Task directions: Retype the lines below without any changes, leaving out the pictures.

Start of Rows

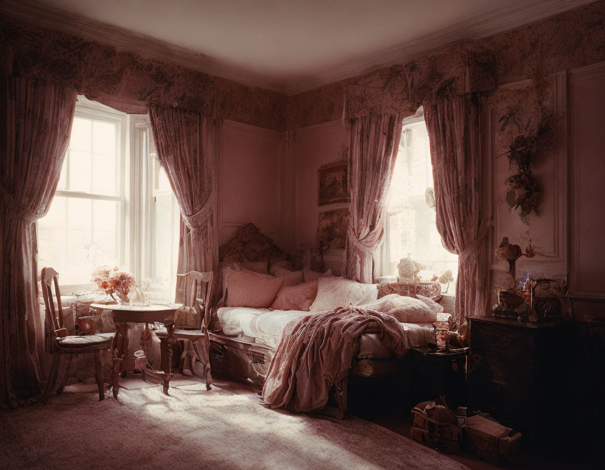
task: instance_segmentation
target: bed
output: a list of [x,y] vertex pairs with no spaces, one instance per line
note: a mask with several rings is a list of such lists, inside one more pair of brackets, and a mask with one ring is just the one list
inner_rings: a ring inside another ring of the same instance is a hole
[[[272,240],[252,224],[242,228],[219,249],[223,283],[226,267],[246,263],[249,266],[267,262],[267,265],[290,260],[296,269],[323,272],[317,252],[292,253],[286,256]],[[227,306],[229,292],[223,286],[223,298],[212,309],[210,325],[211,364],[213,374],[262,385],[281,334],[288,325],[313,312],[267,308]],[[378,293],[377,292],[376,296]],[[402,323],[410,348],[424,349],[435,343],[432,322]],[[362,377],[394,373],[397,359],[376,334],[365,333],[359,343],[351,373]]]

End of Rows

Written response:
task: instance_segmentation
target: bed
output: a list of [x,y] vertex pairs with no spaces, one instance per line
note: a mask with several rings is a list of such lists, inside one more pair of brackets, and a mask with one ring is just the one list
inner_rings: a ring inside another ring of the same instance is a hole
[[[272,240],[252,224],[242,228],[219,249],[223,283],[226,267],[246,263],[249,266],[267,262],[267,265],[290,260],[296,269],[323,272],[317,252],[292,253],[286,256]],[[227,306],[229,292],[223,286],[223,298],[212,309],[210,325],[211,364],[213,374],[262,385],[281,334],[288,325],[313,312],[267,308]],[[378,293],[377,292],[376,296]],[[402,323],[410,348],[424,349],[435,343],[432,322]],[[362,377],[394,373],[397,359],[376,334],[365,333],[359,343],[351,373]]]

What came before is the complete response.